= Beginning of Section =
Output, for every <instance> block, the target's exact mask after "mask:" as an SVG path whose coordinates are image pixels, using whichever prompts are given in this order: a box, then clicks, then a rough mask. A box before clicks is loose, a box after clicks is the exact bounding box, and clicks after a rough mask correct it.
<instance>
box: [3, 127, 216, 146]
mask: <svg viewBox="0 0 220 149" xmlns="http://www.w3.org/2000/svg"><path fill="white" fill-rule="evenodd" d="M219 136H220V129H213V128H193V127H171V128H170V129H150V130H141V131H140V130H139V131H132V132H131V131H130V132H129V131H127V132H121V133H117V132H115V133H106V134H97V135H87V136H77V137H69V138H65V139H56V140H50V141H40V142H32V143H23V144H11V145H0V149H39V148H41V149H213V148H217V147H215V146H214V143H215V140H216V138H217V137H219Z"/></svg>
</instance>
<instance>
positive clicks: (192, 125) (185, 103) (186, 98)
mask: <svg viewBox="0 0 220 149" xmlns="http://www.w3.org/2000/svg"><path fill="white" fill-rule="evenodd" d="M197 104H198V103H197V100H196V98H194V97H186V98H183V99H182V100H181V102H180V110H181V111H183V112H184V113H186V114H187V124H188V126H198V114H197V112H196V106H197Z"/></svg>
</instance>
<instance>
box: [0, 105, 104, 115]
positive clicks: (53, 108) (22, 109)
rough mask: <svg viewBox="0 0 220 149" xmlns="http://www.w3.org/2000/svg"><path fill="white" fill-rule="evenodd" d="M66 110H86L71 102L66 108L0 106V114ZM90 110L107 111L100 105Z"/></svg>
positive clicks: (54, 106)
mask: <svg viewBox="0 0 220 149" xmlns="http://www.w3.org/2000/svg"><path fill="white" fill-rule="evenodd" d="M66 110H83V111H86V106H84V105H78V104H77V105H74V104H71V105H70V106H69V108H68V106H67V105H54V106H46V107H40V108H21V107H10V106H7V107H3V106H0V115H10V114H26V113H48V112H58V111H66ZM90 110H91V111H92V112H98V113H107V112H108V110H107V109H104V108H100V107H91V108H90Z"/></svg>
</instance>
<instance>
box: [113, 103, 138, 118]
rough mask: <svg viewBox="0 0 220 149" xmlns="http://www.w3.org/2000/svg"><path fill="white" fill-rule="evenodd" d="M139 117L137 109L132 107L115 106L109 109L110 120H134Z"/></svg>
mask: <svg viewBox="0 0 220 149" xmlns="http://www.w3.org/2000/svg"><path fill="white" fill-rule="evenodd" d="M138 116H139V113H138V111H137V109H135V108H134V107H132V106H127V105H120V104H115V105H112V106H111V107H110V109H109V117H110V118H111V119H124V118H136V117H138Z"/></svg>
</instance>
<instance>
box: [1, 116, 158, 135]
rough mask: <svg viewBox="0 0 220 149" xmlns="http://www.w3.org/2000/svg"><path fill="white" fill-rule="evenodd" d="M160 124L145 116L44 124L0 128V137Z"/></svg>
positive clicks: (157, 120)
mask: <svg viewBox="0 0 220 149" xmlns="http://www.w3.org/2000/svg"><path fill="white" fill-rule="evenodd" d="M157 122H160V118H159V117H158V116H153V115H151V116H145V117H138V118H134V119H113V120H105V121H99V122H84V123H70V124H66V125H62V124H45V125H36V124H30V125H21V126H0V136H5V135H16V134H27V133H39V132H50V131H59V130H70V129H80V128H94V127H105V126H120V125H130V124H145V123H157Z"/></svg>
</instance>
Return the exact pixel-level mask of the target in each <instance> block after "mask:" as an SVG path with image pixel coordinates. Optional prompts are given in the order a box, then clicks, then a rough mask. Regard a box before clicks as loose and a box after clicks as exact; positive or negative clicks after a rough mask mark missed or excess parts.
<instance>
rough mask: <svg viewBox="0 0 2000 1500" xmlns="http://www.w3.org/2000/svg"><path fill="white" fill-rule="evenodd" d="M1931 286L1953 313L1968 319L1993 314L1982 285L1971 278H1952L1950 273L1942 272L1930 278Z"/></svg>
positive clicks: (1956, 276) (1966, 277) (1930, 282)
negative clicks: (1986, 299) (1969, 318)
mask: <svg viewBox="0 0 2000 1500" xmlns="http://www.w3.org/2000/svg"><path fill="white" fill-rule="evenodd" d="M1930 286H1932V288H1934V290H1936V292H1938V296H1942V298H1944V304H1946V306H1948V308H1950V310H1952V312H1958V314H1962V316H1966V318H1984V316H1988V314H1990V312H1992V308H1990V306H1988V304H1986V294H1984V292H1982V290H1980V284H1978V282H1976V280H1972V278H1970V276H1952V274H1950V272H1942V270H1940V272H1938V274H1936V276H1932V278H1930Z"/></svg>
= End of Section =
Update all of the items above so that every "rough mask" reads "coarse mask", and leave every other part of them unchanged.

Output, for every <instance> block, the target's exact mask after "mask:" as an SVG path whose coordinates are image pixels, using whichever prompts are given in this order: a box, then clicks, then a coarse mask. A box before clicks is loose, a box after clicks is the exact bounding box, and clicks after a coarse mask correct it.
<instance>
box: [3, 127, 216, 146]
mask: <svg viewBox="0 0 220 149" xmlns="http://www.w3.org/2000/svg"><path fill="white" fill-rule="evenodd" d="M219 136H220V129H213V128H193V127H171V128H170V129H150V130H141V131H140V130H139V131H132V132H131V131H130V132H129V131H127V132H121V133H117V132H115V133H106V134H97V135H87V136H77V137H69V138H65V139H56V140H50V141H40V142H32V143H23V144H11V145H0V149H39V148H41V149H213V148H217V147H215V146H214V143H215V140H216V138H217V137H219Z"/></svg>
</instance>
<instance>
positive clicks: (192, 125) (185, 103) (186, 98)
mask: <svg viewBox="0 0 220 149" xmlns="http://www.w3.org/2000/svg"><path fill="white" fill-rule="evenodd" d="M197 104H198V103H197V100H196V98H194V97H186V98H183V99H182V100H181V102H180V110H181V111H183V112H184V113H186V114H187V124H188V126H198V114H197V112H196V106H197Z"/></svg>
</instance>
<instance>
box: [0, 105, 104, 115]
positive clicks: (53, 108) (22, 109)
coarse mask: <svg viewBox="0 0 220 149" xmlns="http://www.w3.org/2000/svg"><path fill="white" fill-rule="evenodd" d="M66 110H86L71 102L66 108L0 106V114ZM90 110L107 111L100 105Z"/></svg>
positive clicks: (54, 106)
mask: <svg viewBox="0 0 220 149" xmlns="http://www.w3.org/2000/svg"><path fill="white" fill-rule="evenodd" d="M66 110H83V111H86V106H84V105H78V104H77V105H74V104H71V105H70V106H69V108H68V106H67V105H54V106H46V107H40V108H21V107H10V106H7V107H3V106H0V115H10V114H26V113H48V112H58V111H66ZM90 110H91V111H92V112H98V113H107V112H108V110H107V109H104V108H100V107H91V108H90Z"/></svg>
</instance>
<instance>
box: [113, 103, 138, 118]
coarse mask: <svg viewBox="0 0 220 149" xmlns="http://www.w3.org/2000/svg"><path fill="white" fill-rule="evenodd" d="M139 117L137 109L132 107L115 106L109 109L110 120H134Z"/></svg>
mask: <svg viewBox="0 0 220 149" xmlns="http://www.w3.org/2000/svg"><path fill="white" fill-rule="evenodd" d="M138 116H139V113H138V111H137V109H135V108H134V107H132V106H127V105H120V104H115V105H112V106H111V107H110V109H109V117H110V118H111V119H124V118H136V117H138Z"/></svg>
</instance>
<instance>
box: [1, 116, 158, 135]
coarse mask: <svg viewBox="0 0 220 149" xmlns="http://www.w3.org/2000/svg"><path fill="white" fill-rule="evenodd" d="M160 124L145 116L44 124L0 128V137Z"/></svg>
positive clicks: (157, 120)
mask: <svg viewBox="0 0 220 149" xmlns="http://www.w3.org/2000/svg"><path fill="white" fill-rule="evenodd" d="M157 122H160V118H159V117H158V116H153V115H151V116H145V117H138V118H134V119H113V120H105V121H99V122H84V123H70V124H66V125H62V124H45V125H36V124H30V125H21V126H0V136H5V135H16V134H27V133H39V132H50V131H59V130H70V129H80V128H94V127H105V126H120V125H130V124H145V123H157Z"/></svg>
</instance>
Return the exact pixel-level mask of the target in each <instance> block after "mask:" as an SVG path with image pixel coordinates. Optional prompts are given in the order a box, then clicks, then a coarse mask. Regard a box before clicks as loose and a box after clicks as exact; positive or negative clicks after a coarse mask mark missed or excess parts.
<instance>
coarse mask: <svg viewBox="0 0 2000 1500" xmlns="http://www.w3.org/2000/svg"><path fill="white" fill-rule="evenodd" d="M1931 286L1953 313L1968 319L1993 314L1982 285L1971 278H1952L1950 273L1942 272L1930 278Z"/></svg>
positive clicks: (1956, 276) (1966, 277) (1930, 282)
negative clicks: (1986, 299) (1969, 318)
mask: <svg viewBox="0 0 2000 1500" xmlns="http://www.w3.org/2000/svg"><path fill="white" fill-rule="evenodd" d="M1930 286H1932V288H1934V290H1936V292H1938V296H1942V298H1944V304H1946V306H1948V308H1950V310H1952V312H1958V314H1962V316H1966V318H1984V316H1988V314H1990V312H1992V308H1990V306H1988V304H1986V294H1984V292H1982V290H1980V284H1978V282H1976V280H1972V278H1970V276H1952V274H1950V272H1942V270H1940V272H1938V274H1936V276H1932V278H1930Z"/></svg>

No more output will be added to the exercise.